Natural-language object grounding data
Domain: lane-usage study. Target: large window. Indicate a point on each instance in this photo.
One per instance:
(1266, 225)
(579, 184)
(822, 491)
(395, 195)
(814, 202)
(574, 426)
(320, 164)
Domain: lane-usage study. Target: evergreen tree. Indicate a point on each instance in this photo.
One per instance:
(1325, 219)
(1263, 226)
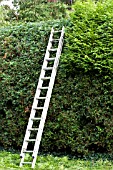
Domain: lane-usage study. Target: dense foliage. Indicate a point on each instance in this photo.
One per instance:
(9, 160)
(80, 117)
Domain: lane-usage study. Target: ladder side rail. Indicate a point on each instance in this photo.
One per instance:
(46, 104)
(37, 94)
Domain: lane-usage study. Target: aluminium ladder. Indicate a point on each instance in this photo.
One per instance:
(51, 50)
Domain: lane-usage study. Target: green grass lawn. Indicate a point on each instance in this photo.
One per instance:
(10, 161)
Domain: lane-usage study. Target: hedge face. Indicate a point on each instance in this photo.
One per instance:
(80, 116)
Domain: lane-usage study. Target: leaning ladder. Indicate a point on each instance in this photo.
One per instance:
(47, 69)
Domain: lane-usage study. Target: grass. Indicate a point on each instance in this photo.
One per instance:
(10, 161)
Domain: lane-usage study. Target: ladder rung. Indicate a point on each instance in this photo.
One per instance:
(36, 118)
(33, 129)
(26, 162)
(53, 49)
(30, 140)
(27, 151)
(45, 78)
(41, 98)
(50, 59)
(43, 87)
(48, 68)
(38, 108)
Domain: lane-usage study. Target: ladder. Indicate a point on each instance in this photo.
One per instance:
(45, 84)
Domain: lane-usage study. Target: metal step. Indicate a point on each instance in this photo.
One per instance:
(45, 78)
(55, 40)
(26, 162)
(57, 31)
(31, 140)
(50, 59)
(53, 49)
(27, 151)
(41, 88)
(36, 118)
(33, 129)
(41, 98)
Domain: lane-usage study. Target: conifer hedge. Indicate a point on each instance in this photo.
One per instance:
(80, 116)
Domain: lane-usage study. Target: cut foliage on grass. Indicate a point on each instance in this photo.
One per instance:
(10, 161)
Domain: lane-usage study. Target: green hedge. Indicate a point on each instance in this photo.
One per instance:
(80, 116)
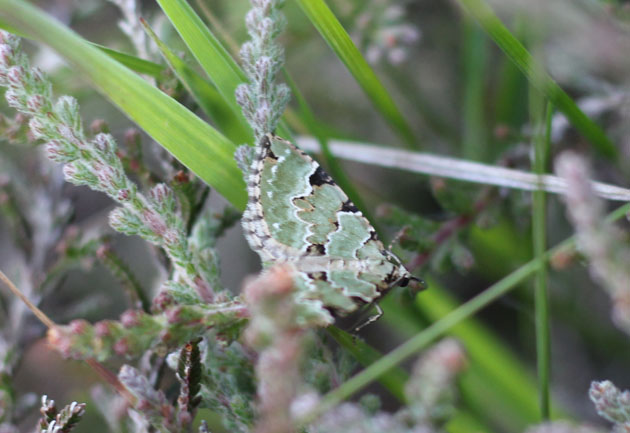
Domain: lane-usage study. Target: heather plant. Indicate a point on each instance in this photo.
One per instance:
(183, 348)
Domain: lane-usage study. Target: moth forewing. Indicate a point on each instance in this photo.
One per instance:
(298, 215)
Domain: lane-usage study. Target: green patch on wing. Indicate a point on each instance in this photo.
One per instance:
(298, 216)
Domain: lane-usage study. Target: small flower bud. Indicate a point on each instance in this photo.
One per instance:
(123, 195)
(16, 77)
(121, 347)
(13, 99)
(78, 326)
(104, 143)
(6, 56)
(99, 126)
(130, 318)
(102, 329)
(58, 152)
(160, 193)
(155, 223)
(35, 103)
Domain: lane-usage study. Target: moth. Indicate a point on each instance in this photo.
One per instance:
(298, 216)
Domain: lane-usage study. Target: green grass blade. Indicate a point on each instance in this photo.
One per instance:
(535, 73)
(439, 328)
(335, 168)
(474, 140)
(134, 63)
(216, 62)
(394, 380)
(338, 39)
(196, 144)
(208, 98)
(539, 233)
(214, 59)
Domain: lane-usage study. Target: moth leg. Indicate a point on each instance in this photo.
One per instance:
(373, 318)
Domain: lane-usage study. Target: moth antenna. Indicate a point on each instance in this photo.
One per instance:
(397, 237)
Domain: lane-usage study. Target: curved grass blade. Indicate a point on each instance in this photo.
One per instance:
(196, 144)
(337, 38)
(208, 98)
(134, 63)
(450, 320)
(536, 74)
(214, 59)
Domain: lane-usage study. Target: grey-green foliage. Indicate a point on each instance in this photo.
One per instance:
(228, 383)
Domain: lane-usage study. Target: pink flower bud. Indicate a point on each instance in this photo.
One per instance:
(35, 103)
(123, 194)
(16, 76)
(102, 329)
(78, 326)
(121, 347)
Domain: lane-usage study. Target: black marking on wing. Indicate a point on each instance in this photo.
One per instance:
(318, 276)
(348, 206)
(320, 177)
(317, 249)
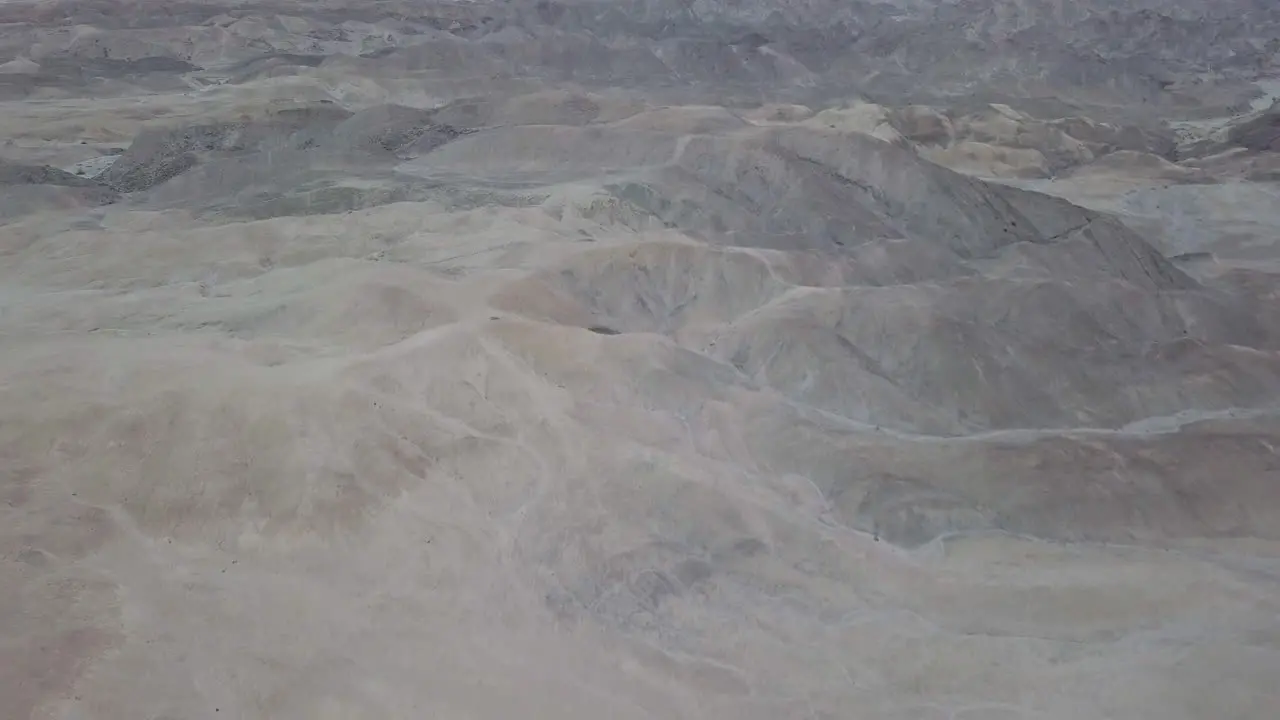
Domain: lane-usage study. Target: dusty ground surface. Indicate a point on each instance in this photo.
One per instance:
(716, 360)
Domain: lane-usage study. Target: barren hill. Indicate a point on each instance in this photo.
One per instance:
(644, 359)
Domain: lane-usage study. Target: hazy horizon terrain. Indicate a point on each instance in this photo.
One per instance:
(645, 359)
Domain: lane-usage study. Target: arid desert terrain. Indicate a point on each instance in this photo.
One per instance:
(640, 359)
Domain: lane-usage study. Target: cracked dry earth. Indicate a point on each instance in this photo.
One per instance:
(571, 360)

--

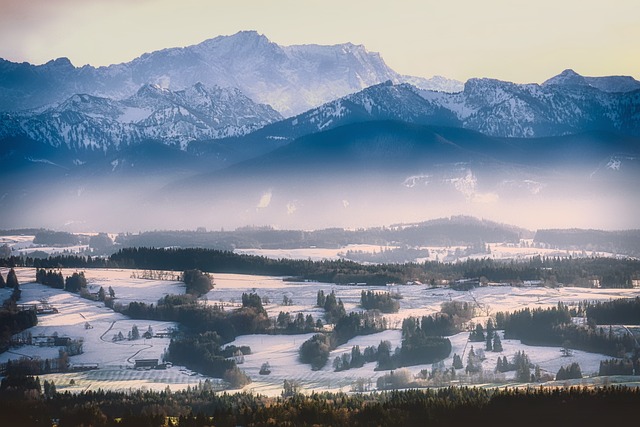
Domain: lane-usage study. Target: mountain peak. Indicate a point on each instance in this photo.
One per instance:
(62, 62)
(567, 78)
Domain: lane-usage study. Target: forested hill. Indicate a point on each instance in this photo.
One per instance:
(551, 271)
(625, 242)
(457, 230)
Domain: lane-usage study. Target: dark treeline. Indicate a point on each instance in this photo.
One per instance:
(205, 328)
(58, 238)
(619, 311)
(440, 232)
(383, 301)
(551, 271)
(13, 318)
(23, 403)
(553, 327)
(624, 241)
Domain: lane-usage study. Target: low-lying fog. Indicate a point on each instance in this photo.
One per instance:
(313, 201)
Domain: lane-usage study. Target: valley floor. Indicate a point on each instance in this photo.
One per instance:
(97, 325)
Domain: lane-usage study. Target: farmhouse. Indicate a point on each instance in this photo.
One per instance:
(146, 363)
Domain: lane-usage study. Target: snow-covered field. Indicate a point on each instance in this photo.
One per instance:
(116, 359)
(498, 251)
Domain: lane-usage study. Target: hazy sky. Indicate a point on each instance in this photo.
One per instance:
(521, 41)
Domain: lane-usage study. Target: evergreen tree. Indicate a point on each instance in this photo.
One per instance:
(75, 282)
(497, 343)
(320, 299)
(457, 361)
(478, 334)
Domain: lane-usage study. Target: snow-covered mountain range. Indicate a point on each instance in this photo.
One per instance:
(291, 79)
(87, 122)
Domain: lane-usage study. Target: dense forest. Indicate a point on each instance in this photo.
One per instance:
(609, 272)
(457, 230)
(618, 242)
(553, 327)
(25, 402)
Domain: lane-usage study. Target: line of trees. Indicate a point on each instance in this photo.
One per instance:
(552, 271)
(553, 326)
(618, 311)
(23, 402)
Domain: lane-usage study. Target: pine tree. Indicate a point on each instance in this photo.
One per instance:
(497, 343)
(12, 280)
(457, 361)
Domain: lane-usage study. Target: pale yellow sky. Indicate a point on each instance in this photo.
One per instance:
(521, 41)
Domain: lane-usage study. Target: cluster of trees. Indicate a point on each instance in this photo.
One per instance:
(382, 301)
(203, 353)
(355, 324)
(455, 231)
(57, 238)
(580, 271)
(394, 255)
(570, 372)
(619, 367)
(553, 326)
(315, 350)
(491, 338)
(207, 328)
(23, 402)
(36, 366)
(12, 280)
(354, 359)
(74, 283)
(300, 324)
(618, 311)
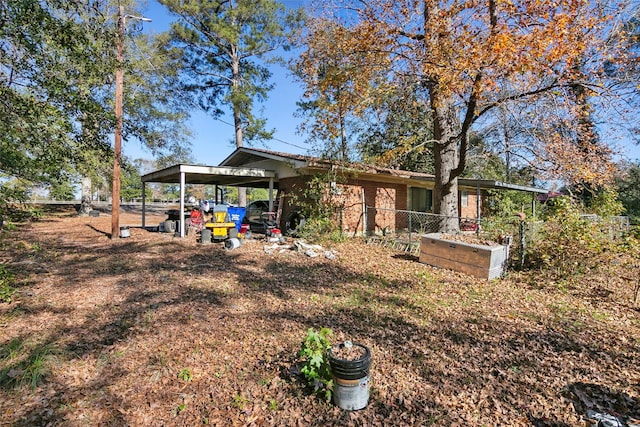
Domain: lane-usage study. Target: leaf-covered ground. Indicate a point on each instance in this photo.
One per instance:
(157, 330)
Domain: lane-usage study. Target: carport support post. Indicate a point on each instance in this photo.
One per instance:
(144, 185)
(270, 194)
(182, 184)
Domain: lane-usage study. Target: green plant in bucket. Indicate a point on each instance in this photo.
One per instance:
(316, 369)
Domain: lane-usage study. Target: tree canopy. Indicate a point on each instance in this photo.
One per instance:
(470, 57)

▸ ABOUT THIS EXERCISE: Using the records above, gather all lines where the string "mountain" is present.

▸ SOLUTION TO THIS PROBLEM:
Domain: lane-usage study. Target: mountain peak. Indicate a point on each instance in this photo.
Domain: lane-usage study. Target: snow-covered mountain range. Indicate a point on each instance in this photo.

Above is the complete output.